▶ **Data records**:

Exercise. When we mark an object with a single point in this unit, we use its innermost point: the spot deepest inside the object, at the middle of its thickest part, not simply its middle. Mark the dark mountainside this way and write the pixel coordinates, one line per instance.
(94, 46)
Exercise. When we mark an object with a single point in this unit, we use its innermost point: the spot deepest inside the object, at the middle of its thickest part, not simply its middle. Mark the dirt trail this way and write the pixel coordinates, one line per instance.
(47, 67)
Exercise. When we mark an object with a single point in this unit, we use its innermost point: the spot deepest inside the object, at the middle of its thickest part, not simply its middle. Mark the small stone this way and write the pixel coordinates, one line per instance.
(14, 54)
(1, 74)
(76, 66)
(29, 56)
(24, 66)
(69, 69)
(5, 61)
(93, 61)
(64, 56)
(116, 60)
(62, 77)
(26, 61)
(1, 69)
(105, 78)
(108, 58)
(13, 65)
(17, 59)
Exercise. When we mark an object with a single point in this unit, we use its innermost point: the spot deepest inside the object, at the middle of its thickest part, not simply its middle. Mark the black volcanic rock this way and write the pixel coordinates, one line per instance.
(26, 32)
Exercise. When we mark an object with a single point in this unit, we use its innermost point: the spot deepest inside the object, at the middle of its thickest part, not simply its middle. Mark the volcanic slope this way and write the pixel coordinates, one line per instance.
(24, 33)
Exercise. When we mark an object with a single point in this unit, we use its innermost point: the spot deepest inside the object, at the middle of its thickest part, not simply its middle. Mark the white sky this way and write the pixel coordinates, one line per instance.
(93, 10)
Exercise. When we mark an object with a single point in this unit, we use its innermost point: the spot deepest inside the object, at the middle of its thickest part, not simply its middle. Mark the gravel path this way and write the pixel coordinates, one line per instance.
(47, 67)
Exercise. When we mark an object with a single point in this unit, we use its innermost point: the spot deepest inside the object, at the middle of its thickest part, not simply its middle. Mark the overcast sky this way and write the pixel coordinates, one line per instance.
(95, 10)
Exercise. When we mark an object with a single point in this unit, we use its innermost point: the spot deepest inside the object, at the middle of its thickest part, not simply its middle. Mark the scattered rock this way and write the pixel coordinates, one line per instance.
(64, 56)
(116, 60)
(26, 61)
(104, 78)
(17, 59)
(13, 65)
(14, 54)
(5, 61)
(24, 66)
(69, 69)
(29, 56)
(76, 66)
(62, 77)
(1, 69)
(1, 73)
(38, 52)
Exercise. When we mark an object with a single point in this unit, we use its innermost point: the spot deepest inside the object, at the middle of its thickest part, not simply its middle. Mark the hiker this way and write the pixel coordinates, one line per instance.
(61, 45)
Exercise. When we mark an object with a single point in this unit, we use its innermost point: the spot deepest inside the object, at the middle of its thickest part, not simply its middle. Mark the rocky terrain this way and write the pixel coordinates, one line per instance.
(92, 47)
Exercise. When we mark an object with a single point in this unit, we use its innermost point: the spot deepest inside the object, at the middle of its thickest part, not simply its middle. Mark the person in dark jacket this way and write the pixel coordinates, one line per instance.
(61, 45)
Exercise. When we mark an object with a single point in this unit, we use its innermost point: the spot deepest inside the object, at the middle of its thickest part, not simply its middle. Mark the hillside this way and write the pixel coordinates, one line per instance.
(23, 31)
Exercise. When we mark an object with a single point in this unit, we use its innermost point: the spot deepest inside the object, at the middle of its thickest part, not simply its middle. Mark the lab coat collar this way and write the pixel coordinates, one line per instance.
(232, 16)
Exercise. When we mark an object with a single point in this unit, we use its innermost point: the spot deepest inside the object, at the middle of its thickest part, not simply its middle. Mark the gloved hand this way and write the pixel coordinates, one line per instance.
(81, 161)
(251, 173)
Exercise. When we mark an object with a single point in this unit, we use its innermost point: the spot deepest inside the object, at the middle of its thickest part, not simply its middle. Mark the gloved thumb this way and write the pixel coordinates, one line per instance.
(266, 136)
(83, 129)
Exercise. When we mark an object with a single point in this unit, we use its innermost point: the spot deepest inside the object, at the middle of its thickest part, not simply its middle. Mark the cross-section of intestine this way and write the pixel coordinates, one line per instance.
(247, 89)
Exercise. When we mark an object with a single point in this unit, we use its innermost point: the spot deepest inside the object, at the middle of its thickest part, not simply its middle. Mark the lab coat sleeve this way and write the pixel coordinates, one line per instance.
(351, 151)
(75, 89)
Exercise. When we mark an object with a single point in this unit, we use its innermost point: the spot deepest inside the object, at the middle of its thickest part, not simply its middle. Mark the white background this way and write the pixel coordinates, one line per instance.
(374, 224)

▶ **SET EXERCISE**: Return each line of the records above word for word and in the same order.

▶ **TASK RESPONSE**:
Exercise. When we mark an object with a single point in this unit, we use its innermost point: the spot deepest inside the object, at the middle of its thickest part, not simply its middle. Mark the dark mountainside this way and write the pixel coordinates, one line per instance.
(94, 46)
Exercise. When we mark an object with a single point in this unit, we use its innermost point: the spot deepest inside the object, at the middle of its thickest part, not simply its middle. Mark the dirt trail this way and write the pixel coordinates, one line per instance.
(47, 67)
Exercise. When we mark an object with a single point in this unit, we use its innermost point: the spot deepest inside the object, at the middle of its thickest part, not simply its middle. Mark the small stone this way and write the pixel coordinates, one line per instance.
(14, 54)
(1, 74)
(76, 66)
(29, 56)
(24, 66)
(69, 69)
(5, 61)
(93, 61)
(64, 56)
(116, 60)
(62, 77)
(26, 61)
(1, 69)
(105, 78)
(108, 58)
(13, 65)
(17, 59)
Exercise. When we mark an object with a single point in this unit, we use its innermost point: the spot deepest inside the object, at the middle of its thickest part, not simply its middle. Mark the black volcanic rock this way and write the pixel coordinates, one line per instance.
(26, 32)
Exercise. When we mark an object with a single point in this unit, we use its innermost point: the spot deepest inside the object, at the middle of its thickest part, not simply its middle. Mark the volcanic slope this way and write the pixel coordinates, one line per instance.
(24, 33)
Exercise. When we mark an object with a single point in this unit, we use its innermost point: the spot deepest inside the object, at the middle of its thickest part, not simply its middle. Mark the white sky this way and write the pixel coordinates, one line per instance.
(93, 10)
Exercise. When we mark an object with a single point in this unit, we use its innermost point: the spot deepest inside the object, at the middle of its thickest part, not simply its middle. Mark the gravel path this way and write the pixel coordinates, one line per instance.
(47, 67)
Exercise. When we mark an object with a single point in this unit, we use its innermost point: the spot deepest inside the object, at the middle of its thickest part, not simply its middle. Mark the overcast sky this way and write the pixel coordinates, one line per instance.
(95, 10)
Exercise. When we mark an object with a single point in this unit, we use its innermost point: the spot deepest inside the object, at the middle of its thickest part, not simply its middle. Mark the scattered rock this way and write the pixel coordinates, one line per instance.
(64, 56)
(116, 60)
(26, 61)
(104, 78)
(17, 59)
(13, 65)
(14, 54)
(5, 61)
(24, 66)
(69, 69)
(29, 56)
(76, 66)
(62, 77)
(1, 69)
(1, 73)
(38, 52)
Exercise. When we mark an object with a single point in this unit, we use its innermost point: the spot deepest inside the object, at the middle of its thickest part, not simply its middle. Mark the hiker this way and write the pixel coordinates, one line per instance.
(61, 45)
Exercise. When we mark an object with a single point in this unit, we use its innermost point: the spot deepest inside the object, at the middle of its thickest part, not simply its middle. Mark the rocky terrain this way and write the pixel coordinates, one line per instance.
(92, 47)
Exercise. When we mark an object with a single point in this unit, we use its innermost point: the spot deepest inside the object, at the middle of its thickest part, not simply its middle. Mark the person in dark jacket this way and write the pixel coordinates, one line per instance.
(61, 45)
Exercise. When we mark an object with a single point in this unit, we use its innermost point: the spot deepest inside the object, at the middle of its thickest part, not simply its middle. Mark the hillside this way and write the pixel coordinates, one line per instance.
(23, 31)
Exercise. When we mark an object with a single point in this unit, we use its innermost point: the spot deepest inside the object, at the middle of its thickest part, not simply its middle. Mark the lab coat collar this way and write the pixel coordinates, one line per instance.
(232, 16)
Exercise. When we mark an object with a single point in this unit, we use its innermost point: the spot deepest inside the object, at the middle of its thickest part, not simply its middle. Mark the gloved hand this way and write the pixel coordinates, one line per instance.
(81, 161)
(251, 173)
Exercise. When we mark an object with a single point in this unit, we use its innermost point: the spot deepest inside the object, at the middle of its thickest part, not simply its middle. Mark the gloved thumb this way and write the pixel coordinates, one line per instance.
(266, 136)
(83, 129)
Exercise. When we mark an object with a single point in this unit, we use its innermost point: the spot deepest inside the object, at the middle of its thickest part, not simply its middle. Mark the cross-section of intestine this way and write the pixel coordinates, one line per instance.
(247, 89)
Exercise. When we mark an object with a single point in this unit, we use its innermost point: the spot deepest inside the object, at the middle of its thickest part, not simply its middle. Mark the lab coat sleeve this way and write the pixel coordinates, one line per instance.
(351, 151)
(75, 89)
Exercise. When we mark an object with a single point in this unit, we use its innermost point: the spot deepest inside the object, at the middle of its thickest part, not simply its middle. Mark the white background this way and write the pixel coordinates, one line per instance.
(374, 224)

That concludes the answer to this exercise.